## Task goal:
Render the listing below as a numbered list, omitting any blank lines.

____

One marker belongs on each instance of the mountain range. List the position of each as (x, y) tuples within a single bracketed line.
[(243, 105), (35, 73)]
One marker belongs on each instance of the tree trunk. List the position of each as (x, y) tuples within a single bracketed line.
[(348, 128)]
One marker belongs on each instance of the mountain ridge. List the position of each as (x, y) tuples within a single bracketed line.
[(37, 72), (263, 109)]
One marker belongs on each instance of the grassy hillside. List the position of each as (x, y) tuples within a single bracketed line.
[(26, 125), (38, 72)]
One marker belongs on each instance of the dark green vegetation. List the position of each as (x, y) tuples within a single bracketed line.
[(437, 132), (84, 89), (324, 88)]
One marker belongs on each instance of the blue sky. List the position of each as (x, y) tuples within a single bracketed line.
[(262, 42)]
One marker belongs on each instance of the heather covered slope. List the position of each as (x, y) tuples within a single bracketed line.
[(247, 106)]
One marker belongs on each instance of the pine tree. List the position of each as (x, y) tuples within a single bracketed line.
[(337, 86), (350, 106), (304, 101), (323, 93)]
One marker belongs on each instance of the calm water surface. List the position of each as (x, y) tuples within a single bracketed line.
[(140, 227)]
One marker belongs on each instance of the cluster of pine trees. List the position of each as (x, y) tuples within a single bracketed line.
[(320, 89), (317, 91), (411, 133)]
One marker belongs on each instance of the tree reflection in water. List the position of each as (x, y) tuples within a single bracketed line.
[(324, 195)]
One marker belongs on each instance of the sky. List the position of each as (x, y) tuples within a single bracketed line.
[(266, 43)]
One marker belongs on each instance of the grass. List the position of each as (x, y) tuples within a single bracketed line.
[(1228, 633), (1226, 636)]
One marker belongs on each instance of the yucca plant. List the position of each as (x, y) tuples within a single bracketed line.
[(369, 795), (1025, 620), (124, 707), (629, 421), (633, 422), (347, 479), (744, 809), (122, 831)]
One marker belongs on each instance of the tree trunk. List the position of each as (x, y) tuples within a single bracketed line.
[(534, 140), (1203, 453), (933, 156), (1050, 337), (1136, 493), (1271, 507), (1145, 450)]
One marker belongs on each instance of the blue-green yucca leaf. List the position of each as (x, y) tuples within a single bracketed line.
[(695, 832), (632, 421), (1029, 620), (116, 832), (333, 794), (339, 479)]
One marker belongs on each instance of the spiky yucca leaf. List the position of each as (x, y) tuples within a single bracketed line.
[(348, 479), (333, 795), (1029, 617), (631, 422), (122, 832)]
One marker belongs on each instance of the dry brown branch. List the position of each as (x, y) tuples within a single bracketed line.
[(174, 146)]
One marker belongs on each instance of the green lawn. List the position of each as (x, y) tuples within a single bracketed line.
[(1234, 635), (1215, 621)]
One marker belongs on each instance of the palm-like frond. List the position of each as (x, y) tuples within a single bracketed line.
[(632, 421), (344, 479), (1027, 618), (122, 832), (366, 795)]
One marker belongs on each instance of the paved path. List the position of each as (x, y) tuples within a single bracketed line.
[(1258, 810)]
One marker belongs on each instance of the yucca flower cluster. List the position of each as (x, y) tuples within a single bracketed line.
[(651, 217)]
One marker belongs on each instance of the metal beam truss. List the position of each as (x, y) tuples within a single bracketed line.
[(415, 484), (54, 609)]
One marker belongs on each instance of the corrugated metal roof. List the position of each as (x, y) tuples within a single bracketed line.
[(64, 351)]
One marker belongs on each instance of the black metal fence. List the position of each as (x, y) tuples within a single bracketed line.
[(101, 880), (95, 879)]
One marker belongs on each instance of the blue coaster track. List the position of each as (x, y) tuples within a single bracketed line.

____

## Result of this exercise:
1. One marker belongs on each instance of the mountain range. List the position of each as (x, y) tuples within a single bracketed line.
2. [(243, 105), (35, 73)]
3. One marker belongs on each instance of the tree trunk. List the position of each as (x, y) tuples within a single bracketed line.
4. [(348, 128)]
5. One marker belongs on each instance of the mountain ridge. List the position of each as (x, y) tuples within a single bracketed line.
6. [(37, 72), (263, 109)]
7. One marker belongs on each instance of the grassy hillside. List the position of each as (x, y) tuples within a single bracketed line.
8. [(26, 125), (38, 72)]
9. One marker belongs on each instance of the dark green vegetation. List the position of each as (x, y) tuples within a single bracketed line.
10. [(437, 132), (84, 89), (324, 88)]
11. One marker belongs on each instance of the blue sky. List the position of each as (x, y) tuples within a single bracketed line.
12. [(262, 42)]
13. One marker belongs on each instance of the heather covered slope. List the position of each as (x, y) tuples within a single bracketed line.
14. [(247, 106)]
15. One marker belongs on each instance of the pine tree. List the position of each as (x, y) tuples within a single bracketed line.
16. [(337, 86), (350, 106), (304, 101), (323, 93)]
17. One marker belongs on each instance of the calm water surface. List the position of each as (x, y) tuples within a single bracketed line.
18. [(140, 227)]
19. One marker belongs on each instance of the cluster of pine trees. List the position of each as (x, y) tuples within a single bracketed line.
20. [(320, 89), (317, 91), (411, 133)]
21. One marker belongs on each instance of the tree reflection in water. List the position of each as (x, y) tuples within a single bracketed line.
22. [(324, 195)]
23. One marker belongs on each instance of the sky. List the position of each as (x, y) tuples within a single bracketed line.
24. [(266, 43)]
25. One marker belongs on each instance of the grass. List the position of each as (x, y) tuples within a single bracketed line.
26. [(1228, 633), (1226, 636)]
27. One marker belongs on each instance of the yucca plant. List the position of each as (x, y) tuples within a single bracketed line.
28. [(369, 795), (1025, 620), (124, 707), (629, 421), (633, 422), (347, 479), (744, 809), (122, 831)]
29. One marker belongs on each instance of the tree trunk. List the position of each as (x, y) tuples within a single bracketed line.
30. [(534, 140), (1203, 453), (933, 156), (1050, 337), (1136, 493), (1271, 507), (1145, 450)]
31. One marker belongs on each instance of the blue-green yucca leaf. List the position of each as (x, y) tuples within a single bracketed line.
32. [(695, 832), (632, 421), (1029, 620), (116, 832), (333, 794), (339, 479)]
33. One marker belongs on each instance of the spiky yucca leaf. List the position of each as (x, y) tuples within a single bracketed line.
34. [(348, 479), (333, 795), (1029, 617), (631, 422), (122, 832)]
35. One marker belongs on each instance of the dry brown branch. List the position of each as (x, y) tuples within a single bracketed line.
36. [(174, 146)]
37. One marker belongs on each instance of the green lawn. List the position of each as (x, y) tuples within a single bracketed line.
38. [(1234, 635), (1215, 621)]
39. One marker belongs on each instance of the palm-like frond. List the position of each as (x, y) tuples within a single bracketed line.
40. [(632, 421), (344, 479), (1027, 618), (122, 832), (366, 795)]
41. One marker belongs on each instance of the paved path. List the position of each as (x, y) tuples within a single bracketed line.
42. [(1258, 810)]
43. One marker belongs on each instance of the yucca flower cluster. List the position of each as (x, y) tuples within a single bracketed line.
44. [(651, 217)]
45. One marker belongs on each instance of the metal beam truss. List the position of each as (x, y) tuples within a single bracketed line.
46. [(415, 484), (54, 609)]
47. One marker belongs on each instance of the corrugated metal roof. List the position of each as (x, y) tuples within a single bracketed line.
48. [(64, 351)]
49. One marker belongs on each instance of the black metal fence. List the position of each as (x, y) tuples within a single bracketed line.
50. [(101, 880), (95, 879)]
51. One marker belongs on each instance of the blue coaster track. List the position of each as (x, y) tuples within a single bracketed line.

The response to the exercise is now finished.